## BEGIN Entries shown

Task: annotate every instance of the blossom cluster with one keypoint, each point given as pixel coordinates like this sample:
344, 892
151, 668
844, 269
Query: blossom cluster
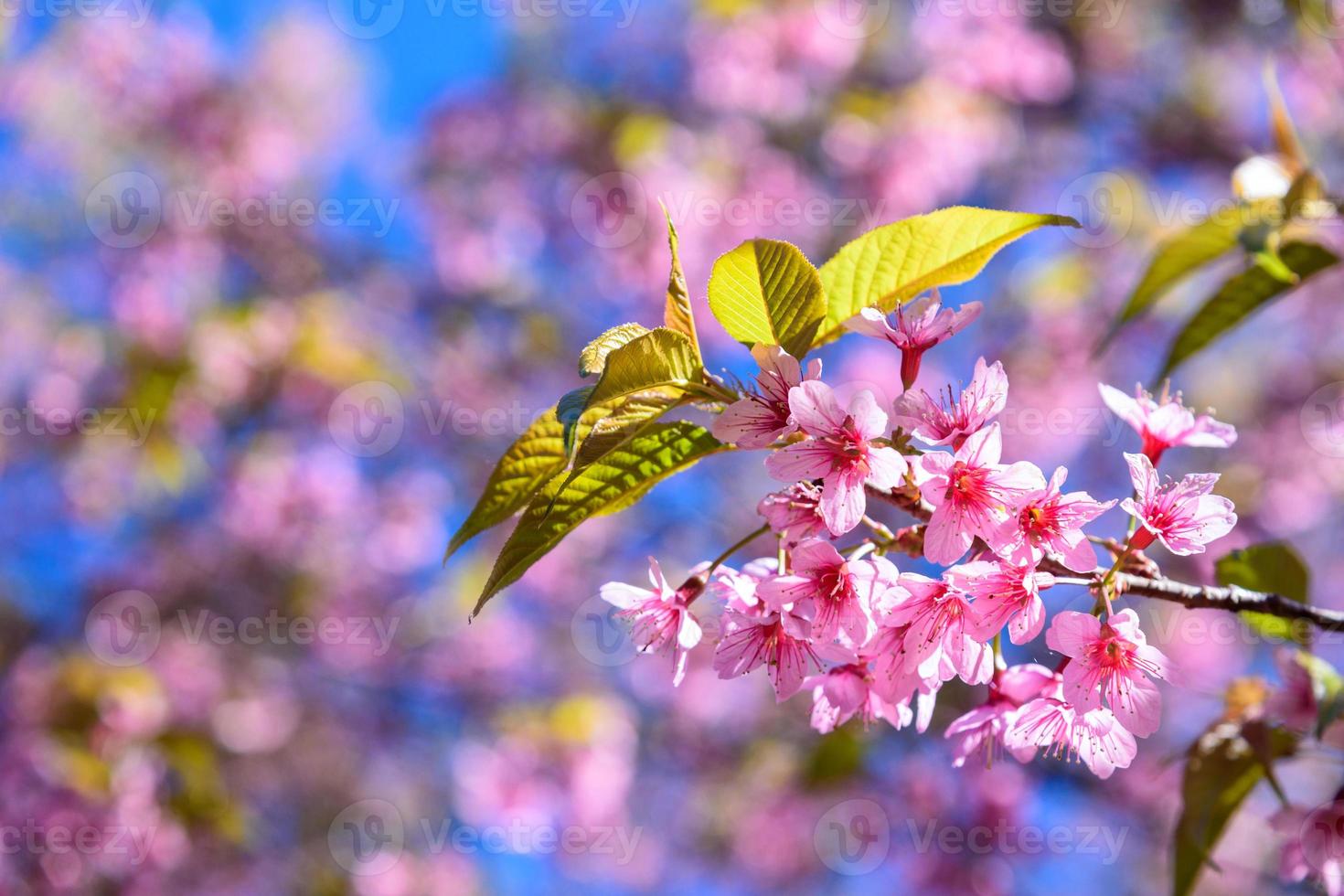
871, 641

## END Entries shown

◆ Task directions ◆
Copy these lines out again with every "blossom cluster" swapped for "flower cluster", keeping everything else the same. Leave the pictures out.

◆ Response ◆
Task: annotate every instance of the flower cluster with one keypoint, each point given as pixel coordinates like this sample:
344, 892
151, 668
844, 269
Query: flower cluster
871, 641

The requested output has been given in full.